What to work on:
A - In the Nations League text, who took over as Ukraine's national manager after Andriy Shevchenko stepped down?
B - Resume the Nations League text right after its final sentence.

Selected text:

Unlike the FAI, Northern Ireland have already awarded manager Ian Baraclough a new contract to rebuild ahead of Germany 2024. Having finished third in their World Cup qualification group behind Switzerland and Italy, they will seek promotion from Nations League C with games against Greece, Kosovo and Cyprus or Estonia.

The most eye-catching group has to be Germany, Italy, England and, controversially Hungary, who are set to meet over the four match days in June and two more in September, ahead of the first ever winter World Cup in the Middle East.

Hungary will have to play their matches in Budapest without supporters after racist chants directed at English players Raheem Sterling and Jude Bellingham during last September’s World Cup qualifier at the Puskás Aréna.

Assessing Ireland’s opponents


Andriy Shevchenko - the Zbirna’s legendary top goal scorer - stepped down as national manager after last summer’s Euros, having guided the team to the quarter-finals after a dramatic defeat of Sweden only to be knocked out by England. Oleksandr Petrakov took over after coaching all the way up the Ukraine Federation’s underage system. Backboned by Dynamo Kiev players, there is a sprinkle of Premier League glitter in West Ham’s Andriy Yarmolenko and Manchester City’s Oleksandr Zinchenko.

Data excerpts:
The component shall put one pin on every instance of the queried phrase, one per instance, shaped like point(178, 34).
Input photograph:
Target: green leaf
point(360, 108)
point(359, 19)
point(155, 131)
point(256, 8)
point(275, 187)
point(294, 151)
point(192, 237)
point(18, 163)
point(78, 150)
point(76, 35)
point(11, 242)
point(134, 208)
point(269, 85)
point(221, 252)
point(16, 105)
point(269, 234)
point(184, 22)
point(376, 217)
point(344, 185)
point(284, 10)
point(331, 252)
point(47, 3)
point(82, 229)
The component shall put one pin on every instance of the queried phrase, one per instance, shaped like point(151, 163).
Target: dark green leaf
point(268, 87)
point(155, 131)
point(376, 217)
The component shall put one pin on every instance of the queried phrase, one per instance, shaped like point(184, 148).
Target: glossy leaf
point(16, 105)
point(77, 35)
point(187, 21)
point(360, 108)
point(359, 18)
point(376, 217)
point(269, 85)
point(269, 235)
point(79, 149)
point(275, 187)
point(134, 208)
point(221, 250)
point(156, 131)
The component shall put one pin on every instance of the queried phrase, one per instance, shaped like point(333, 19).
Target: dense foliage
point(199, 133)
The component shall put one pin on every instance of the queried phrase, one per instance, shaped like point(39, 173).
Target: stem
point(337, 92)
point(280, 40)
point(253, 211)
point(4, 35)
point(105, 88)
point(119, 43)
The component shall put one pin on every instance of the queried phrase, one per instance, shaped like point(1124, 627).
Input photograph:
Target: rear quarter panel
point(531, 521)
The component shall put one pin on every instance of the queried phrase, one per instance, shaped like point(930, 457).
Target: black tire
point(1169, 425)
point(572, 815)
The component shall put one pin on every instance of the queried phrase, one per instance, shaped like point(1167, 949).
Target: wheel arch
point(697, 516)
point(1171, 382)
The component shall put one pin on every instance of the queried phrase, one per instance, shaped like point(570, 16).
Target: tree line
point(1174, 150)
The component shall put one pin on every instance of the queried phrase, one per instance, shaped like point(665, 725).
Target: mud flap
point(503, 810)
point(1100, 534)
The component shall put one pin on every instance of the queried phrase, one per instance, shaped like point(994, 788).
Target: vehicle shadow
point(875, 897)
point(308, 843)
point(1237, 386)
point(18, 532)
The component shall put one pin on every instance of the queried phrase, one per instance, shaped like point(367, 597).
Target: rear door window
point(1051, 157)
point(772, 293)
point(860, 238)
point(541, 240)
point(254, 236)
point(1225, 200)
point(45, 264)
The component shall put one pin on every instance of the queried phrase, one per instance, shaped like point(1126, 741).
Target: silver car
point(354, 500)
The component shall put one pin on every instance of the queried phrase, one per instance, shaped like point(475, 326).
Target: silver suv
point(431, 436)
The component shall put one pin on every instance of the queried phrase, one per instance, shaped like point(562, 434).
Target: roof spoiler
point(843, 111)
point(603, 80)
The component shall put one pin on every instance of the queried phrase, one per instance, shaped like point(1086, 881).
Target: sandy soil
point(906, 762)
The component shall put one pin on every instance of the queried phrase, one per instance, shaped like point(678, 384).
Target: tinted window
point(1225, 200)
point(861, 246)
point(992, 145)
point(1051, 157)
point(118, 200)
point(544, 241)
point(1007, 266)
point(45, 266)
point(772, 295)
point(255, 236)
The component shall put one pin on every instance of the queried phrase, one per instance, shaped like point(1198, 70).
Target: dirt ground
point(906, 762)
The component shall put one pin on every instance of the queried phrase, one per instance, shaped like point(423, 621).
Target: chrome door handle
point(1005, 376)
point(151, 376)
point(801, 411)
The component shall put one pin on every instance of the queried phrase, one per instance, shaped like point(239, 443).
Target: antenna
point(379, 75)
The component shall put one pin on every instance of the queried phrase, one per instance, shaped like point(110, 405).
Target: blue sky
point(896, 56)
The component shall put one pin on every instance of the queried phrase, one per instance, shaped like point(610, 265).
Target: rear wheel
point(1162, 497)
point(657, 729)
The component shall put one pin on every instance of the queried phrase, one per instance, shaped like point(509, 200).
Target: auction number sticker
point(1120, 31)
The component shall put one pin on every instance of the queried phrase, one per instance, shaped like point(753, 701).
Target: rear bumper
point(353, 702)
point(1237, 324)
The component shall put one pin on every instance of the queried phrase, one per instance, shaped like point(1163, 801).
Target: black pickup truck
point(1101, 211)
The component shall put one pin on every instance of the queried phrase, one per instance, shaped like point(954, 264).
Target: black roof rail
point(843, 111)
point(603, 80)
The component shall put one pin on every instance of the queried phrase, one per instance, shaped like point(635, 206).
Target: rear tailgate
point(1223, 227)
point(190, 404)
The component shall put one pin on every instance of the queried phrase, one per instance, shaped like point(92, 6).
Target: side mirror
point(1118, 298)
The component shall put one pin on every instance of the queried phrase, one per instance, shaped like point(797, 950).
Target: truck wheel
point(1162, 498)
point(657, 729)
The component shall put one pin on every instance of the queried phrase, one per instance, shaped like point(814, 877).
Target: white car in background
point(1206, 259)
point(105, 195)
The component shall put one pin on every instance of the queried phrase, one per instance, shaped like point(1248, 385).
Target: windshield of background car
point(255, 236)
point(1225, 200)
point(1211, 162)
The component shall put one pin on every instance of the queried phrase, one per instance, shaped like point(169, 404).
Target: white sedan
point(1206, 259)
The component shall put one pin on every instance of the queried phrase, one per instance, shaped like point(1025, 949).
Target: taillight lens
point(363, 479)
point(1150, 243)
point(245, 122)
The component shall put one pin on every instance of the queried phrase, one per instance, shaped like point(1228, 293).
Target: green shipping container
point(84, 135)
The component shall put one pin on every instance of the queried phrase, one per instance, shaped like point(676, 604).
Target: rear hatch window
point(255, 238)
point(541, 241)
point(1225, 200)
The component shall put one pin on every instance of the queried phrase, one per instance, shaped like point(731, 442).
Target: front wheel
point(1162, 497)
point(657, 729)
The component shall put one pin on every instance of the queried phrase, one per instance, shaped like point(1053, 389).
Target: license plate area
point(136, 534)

Responses to the tasks:
A - Oleksandr Petrakov

B -
Fifa ranking: 25


Billy Gilmour is the sort of generational British talent that Scotland had almost forgot to produce. The 20-year-old is currently on loan from Chelsea to Norwich City where he trains daily alongside Adam Idah and Andrew Omobamidele. So at least everyone is forewarned about the gem at Steve Clarke’s disposal. Manchester United’s Scott McTominay, Aston Villa’s John McGinn and Liverpool’s dashing fullback Andy Robertson will seek to confirm their superiority over Ireland.

Fifa ranking: 38


Oft travelled La Liga coach Joaquín Caparrós will bring a decent challenge to Dublin with Armenia’s wins over Iceland and Romania slightly overshadowed by thumpings home and away to Germany in an otherwise respectable World Cup qualification campaign. Former Manchester United midfielder Henrikh Mkhitaryan captains a hardy bunch of football nomads spread around the globe from Boca Juniors to Roma.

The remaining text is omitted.